[EXERCÍCIOS]
1. Resuma em duas frases o texto sobre a entrevista de Luiz Marinho.
2. Conforme o texto sobre a entrevista de Luiz Marinho, qual montadora adotou cidades do Nordeste na área educacional?
3. Estenda o texto sobre a entrevista de Luiz Marinho a partir da última frase apresentada.

[TEXTO DO DOCUMENTO]
***
O que teria respondido o então sindicalista Luiz Marinho naquela entrevista de fevereiro de 1997, sobre o desempenho das montadoras de veículos no Grande ABC? E o que disse o então e ainda hoje líder das empresas de autopeças, Paulo Butori, sobre o histórico de dificuldades do setor nas relações com sindicatos de trabalhadores naquele período?
Luiz Marinho respondeu da seguinte forma:
Temos conversado com as montadoras, mostrando que o surgimento da Câmara Regional do Grande ABC precisa contar com seus representantes. Acho não só que devem participar, como são determinantes nos rumos da Câmara. Acredito sim que as montadoras têm responsabilidade social. Muita gente que está morando pendurada em morros veio com a expectativa de trabalhar um dia numa de nossas grandes automobilísticas ou nas autopeças. Essas pessoas estão aqui gerando problemas sociais. A Volkswagen, ao que me consta, adotou cidades do Nordeste na área educacional, colaborando com a Comunidade Solidária, programa assistencial do governo federal. Acho isso ótimo, importante, mas chamo a atenção para a sensibilidade de todas as nossas empresas a olhar para nossa região. Basta um passeio pelos bairros mais afastados para constatar a existência de famílias inteiras passando fome e sem perspectiva, por falta de emprego. Precisamos ficar atentos para a necessidade de adotar mecanismos que promovam a abertura de frentes de trabalho na região, porque temos graves problemas sociais a resolver.
***
[LINHAS DE DADOS]
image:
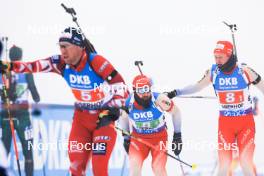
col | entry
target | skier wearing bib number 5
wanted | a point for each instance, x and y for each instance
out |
(88, 75)
(146, 115)
(236, 127)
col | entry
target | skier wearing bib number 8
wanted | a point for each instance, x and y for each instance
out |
(94, 83)
(236, 126)
(146, 114)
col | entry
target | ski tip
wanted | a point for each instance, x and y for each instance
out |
(194, 166)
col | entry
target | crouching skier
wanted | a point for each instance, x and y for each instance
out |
(86, 73)
(146, 114)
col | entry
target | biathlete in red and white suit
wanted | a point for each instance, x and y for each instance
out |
(236, 127)
(146, 116)
(85, 72)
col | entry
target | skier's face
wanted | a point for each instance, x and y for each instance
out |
(70, 53)
(144, 92)
(220, 58)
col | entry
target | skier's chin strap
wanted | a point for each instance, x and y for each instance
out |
(229, 65)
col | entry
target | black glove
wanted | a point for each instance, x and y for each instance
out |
(177, 143)
(126, 143)
(107, 116)
(36, 112)
(5, 66)
(4, 96)
(171, 94)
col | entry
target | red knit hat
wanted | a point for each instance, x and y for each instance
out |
(224, 47)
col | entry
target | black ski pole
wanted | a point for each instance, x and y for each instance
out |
(7, 103)
(138, 64)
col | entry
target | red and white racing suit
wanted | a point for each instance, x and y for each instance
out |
(236, 127)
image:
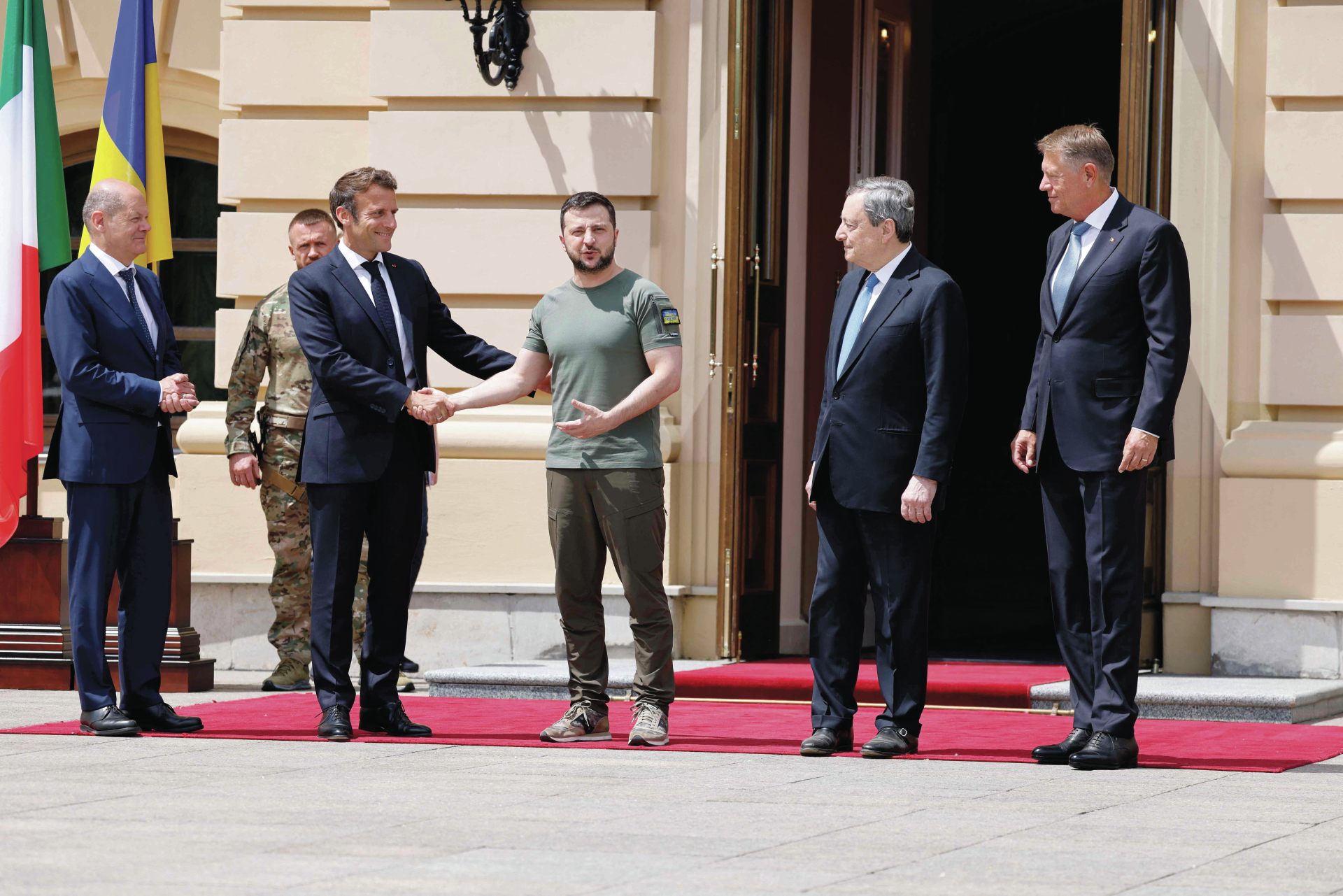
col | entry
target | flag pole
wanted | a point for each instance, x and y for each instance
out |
(31, 509)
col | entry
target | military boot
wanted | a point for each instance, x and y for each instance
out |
(290, 675)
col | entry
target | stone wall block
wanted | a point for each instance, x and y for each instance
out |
(1303, 257)
(1302, 359)
(1303, 51)
(1302, 155)
(294, 64)
(531, 153)
(281, 159)
(429, 54)
(1276, 643)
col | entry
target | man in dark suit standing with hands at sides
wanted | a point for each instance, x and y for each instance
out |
(112, 449)
(364, 319)
(890, 414)
(1109, 362)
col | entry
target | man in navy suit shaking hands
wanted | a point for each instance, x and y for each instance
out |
(890, 415)
(112, 449)
(364, 319)
(1109, 360)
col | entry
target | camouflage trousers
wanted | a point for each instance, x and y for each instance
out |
(290, 541)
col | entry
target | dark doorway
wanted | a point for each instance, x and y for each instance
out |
(998, 85)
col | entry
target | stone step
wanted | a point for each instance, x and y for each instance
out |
(1218, 697)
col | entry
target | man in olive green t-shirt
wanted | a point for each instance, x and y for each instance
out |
(611, 341)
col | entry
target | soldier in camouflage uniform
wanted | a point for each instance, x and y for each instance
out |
(270, 346)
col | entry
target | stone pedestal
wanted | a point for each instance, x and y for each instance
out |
(35, 616)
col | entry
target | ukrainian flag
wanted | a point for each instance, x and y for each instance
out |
(131, 137)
***
[RESPOSTAS POR TAREFA]
1. O texto pergunta o que o sindicalista Luiz Marinho respondeu, em entrevista de fevereiro de 1997, sobre o desempenho das montadoras no Grande ABC e o que Paulo Butori disse sobre as dificuldades do setor de autopeças nas relações com os sindicatos. Marinho afirma que as montadoras devem participar da Câmara Regional do Grande ABC e têm responsabilidade social, pois muitas pessoas vieram à região esperando trabalhar nelas e há famílias sem emprego, o que exige mecanismos para abrir frentes de trabalho.

2. A Volkswagen.

3.
Agora, as declarações de Paulo Butori:
A pressão sindical foi, é e será sempre grande entrave aos investimentos, com 50% de peso nas dificuldades das empresas do setor na região. Alegam que não podem diferenciar trabalhador de automobilística do de autopeças porque um é vizinho de casa do outro. Então meu vizinho, que é padeiro, tem de ganhar como eu? É preciso haver diferenciação. A pressão de fornecedores e clientes também é muito importante. Atribuiria 20% dos problemas. Sempre discuto entre as autopeças que estamos nos prejudicando, competindo entre nós mesmos. Nosso maior inimigo não é a multinacional de componentes que vem de fora, mas nós próprios, que lutamos dentro das montadoras para um pegar a fatia do outro. A montadora sabe disso e se aproveita porque tem fornecedores global, sub-fornecedor, pequeno fornecedor e impõe o que lhe convém. Em relação ao pouco preparo administrativo, diria que isso foi no começo. Depois da onda globalizante, e da revolução interna das empresas, as próprias automobilísticas reconhecem a modernização do setor, o melhor preparo dos interlocutores, a gestão mais avançada. Tanto que nossos executivos são muito assediados por outros setores, porque se tornaram ágeis, ganharam muito conhecimento em economia globalizada. Daria peso de 10%, semelhante ao afrouxamento estimulado pela indexação da correção monetária. Ainda lembraria a proteção que o País dá às montadoras, enquanto condena as autopeças à competição internacional, o que permite poder fantástico de barganha às montadoras de comprar a preços muito baixos, quase vis, os produtos de que necessitam.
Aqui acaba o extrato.